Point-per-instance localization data
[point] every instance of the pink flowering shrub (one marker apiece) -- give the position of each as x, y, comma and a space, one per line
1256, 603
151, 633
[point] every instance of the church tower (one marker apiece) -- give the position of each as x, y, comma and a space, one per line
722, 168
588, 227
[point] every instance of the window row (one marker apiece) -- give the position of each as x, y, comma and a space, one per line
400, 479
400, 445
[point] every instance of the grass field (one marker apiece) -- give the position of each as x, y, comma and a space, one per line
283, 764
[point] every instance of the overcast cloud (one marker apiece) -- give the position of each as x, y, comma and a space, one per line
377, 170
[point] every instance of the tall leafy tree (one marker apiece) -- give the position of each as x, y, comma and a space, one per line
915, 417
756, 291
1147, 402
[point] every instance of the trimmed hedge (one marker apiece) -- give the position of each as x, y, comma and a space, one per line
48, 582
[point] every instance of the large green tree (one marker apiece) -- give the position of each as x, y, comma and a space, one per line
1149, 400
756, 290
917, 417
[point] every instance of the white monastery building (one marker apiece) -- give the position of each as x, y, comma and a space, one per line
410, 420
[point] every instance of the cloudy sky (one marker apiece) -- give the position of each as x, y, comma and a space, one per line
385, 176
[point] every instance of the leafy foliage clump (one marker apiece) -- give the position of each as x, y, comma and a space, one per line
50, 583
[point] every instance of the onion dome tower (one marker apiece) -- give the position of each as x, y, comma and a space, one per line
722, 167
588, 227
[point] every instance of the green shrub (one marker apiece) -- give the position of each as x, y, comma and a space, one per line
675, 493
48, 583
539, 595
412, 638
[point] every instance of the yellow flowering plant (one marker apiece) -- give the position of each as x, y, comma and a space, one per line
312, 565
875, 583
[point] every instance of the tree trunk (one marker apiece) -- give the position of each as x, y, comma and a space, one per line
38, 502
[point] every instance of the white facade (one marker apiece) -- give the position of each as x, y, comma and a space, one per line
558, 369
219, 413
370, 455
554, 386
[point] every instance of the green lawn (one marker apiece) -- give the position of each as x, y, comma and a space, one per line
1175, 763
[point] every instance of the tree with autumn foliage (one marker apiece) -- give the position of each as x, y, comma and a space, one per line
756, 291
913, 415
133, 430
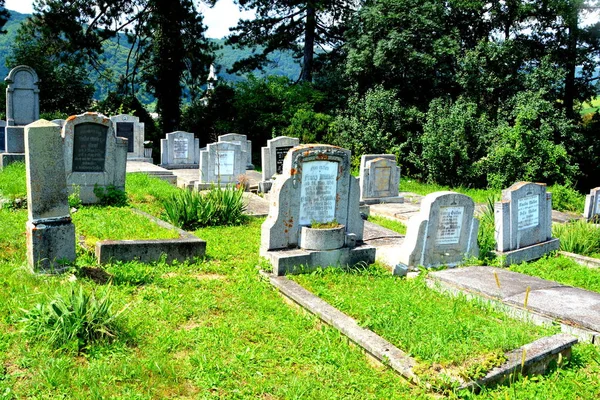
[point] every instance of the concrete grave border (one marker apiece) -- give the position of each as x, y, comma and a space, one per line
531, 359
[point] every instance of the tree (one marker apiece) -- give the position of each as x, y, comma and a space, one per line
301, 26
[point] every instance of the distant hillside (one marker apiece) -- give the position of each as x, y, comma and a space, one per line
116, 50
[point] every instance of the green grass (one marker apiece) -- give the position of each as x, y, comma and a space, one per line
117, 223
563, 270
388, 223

==

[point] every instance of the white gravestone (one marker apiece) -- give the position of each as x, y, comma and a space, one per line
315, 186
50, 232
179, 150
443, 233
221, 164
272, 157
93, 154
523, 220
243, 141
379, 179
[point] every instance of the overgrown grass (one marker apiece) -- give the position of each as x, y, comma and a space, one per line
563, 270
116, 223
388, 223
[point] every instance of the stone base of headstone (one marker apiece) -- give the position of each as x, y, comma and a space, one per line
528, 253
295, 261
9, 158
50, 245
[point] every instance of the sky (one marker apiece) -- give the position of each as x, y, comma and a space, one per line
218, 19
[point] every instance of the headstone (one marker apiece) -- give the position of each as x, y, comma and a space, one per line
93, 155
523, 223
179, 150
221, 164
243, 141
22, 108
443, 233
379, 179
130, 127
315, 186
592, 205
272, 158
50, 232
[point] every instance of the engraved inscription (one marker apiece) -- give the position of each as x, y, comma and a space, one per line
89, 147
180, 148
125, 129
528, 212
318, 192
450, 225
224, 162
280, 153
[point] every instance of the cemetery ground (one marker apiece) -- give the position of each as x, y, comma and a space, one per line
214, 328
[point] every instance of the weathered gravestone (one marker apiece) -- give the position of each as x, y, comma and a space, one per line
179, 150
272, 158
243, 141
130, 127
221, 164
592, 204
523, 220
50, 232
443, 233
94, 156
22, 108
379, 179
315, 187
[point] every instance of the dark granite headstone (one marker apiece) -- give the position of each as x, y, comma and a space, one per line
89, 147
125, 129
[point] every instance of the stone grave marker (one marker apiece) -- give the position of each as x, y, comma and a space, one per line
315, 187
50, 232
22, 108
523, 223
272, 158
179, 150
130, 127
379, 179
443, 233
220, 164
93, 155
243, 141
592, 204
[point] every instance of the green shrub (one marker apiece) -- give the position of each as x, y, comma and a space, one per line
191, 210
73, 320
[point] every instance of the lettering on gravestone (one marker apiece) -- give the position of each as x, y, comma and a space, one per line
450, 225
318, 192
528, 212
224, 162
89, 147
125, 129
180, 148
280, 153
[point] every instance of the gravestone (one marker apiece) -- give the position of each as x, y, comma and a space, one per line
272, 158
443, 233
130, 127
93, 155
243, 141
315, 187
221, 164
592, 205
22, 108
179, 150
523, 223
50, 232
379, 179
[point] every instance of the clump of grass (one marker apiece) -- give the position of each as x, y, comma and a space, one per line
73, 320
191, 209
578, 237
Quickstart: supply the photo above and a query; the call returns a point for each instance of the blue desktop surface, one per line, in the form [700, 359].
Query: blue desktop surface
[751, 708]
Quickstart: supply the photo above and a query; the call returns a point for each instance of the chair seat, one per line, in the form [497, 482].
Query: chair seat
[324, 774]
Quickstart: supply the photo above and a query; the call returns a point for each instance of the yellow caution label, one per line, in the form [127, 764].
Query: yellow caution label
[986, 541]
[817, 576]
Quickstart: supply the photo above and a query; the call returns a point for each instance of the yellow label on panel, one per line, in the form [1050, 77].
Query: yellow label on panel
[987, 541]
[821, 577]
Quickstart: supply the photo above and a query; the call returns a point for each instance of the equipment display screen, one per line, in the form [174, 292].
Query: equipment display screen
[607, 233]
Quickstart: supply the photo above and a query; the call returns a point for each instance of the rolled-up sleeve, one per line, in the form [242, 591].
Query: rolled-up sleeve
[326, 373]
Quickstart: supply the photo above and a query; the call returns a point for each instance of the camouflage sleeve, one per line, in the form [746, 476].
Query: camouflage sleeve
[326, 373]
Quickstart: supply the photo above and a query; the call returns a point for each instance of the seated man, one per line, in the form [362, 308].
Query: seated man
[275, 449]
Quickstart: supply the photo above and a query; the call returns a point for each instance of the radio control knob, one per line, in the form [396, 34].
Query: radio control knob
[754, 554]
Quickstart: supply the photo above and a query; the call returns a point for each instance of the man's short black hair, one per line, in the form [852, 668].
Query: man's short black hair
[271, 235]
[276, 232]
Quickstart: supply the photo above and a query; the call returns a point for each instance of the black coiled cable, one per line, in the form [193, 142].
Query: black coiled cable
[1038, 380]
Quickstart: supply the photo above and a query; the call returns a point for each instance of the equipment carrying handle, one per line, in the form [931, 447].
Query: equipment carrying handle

• [What the exercise asks]
Could you set down, exactly as written, the lines above between the one holding "form [852, 668]." and the one holding "form [193, 142].", inclusive, and nothing more?

• [Solution]
Quickstart: supply the photo above and a query; the call returns a point for each instance of the man's short black hair, one per line, in the form [852, 668].
Query: man's short black hair
[271, 235]
[276, 232]
Quickstart: supply the photo above and a query; the call returns a point for each instance of the black coiled cable, one per line, in the form [193, 142].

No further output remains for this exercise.